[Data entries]
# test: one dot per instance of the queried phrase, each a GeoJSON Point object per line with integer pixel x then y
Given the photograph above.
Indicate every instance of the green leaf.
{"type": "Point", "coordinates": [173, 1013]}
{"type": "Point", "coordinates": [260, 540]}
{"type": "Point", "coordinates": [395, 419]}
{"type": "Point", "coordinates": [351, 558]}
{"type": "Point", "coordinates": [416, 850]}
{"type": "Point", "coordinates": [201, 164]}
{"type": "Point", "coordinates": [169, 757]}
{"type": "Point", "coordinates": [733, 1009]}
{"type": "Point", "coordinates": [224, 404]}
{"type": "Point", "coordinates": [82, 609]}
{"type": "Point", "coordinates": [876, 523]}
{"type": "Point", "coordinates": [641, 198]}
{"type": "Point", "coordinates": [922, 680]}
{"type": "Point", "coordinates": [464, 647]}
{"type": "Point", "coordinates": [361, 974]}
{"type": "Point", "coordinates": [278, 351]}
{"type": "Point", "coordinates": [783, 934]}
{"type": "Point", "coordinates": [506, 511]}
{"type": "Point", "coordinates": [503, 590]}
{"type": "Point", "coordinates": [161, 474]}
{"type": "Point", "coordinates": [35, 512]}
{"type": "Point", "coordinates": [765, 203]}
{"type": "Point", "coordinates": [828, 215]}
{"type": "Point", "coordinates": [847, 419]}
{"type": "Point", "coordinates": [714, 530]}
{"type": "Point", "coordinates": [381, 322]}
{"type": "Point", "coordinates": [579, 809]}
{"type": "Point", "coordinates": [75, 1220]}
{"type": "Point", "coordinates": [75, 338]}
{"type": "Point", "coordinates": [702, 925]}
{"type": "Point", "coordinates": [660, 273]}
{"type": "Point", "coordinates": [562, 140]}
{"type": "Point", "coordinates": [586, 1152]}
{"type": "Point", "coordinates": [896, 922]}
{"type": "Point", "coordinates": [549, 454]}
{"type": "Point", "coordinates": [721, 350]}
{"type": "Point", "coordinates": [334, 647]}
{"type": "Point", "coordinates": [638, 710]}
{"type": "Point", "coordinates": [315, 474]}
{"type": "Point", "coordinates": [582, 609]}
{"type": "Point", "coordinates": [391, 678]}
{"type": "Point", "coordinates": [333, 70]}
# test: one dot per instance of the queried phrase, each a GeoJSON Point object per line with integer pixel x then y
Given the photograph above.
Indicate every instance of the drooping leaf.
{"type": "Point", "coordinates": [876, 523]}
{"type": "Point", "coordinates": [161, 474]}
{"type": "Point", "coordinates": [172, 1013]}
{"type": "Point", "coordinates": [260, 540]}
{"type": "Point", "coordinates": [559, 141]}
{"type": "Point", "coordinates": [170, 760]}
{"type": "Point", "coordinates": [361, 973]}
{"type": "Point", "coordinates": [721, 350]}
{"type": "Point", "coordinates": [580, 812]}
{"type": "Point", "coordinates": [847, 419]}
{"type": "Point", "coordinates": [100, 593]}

*Challenge:* Which lines of the material contain the string "every", matching case? Pick them out and copy each one in full.

*Result of the exercise:*
Indicate every instance of the green leaf.
Indicate every instance of the drooping leaf.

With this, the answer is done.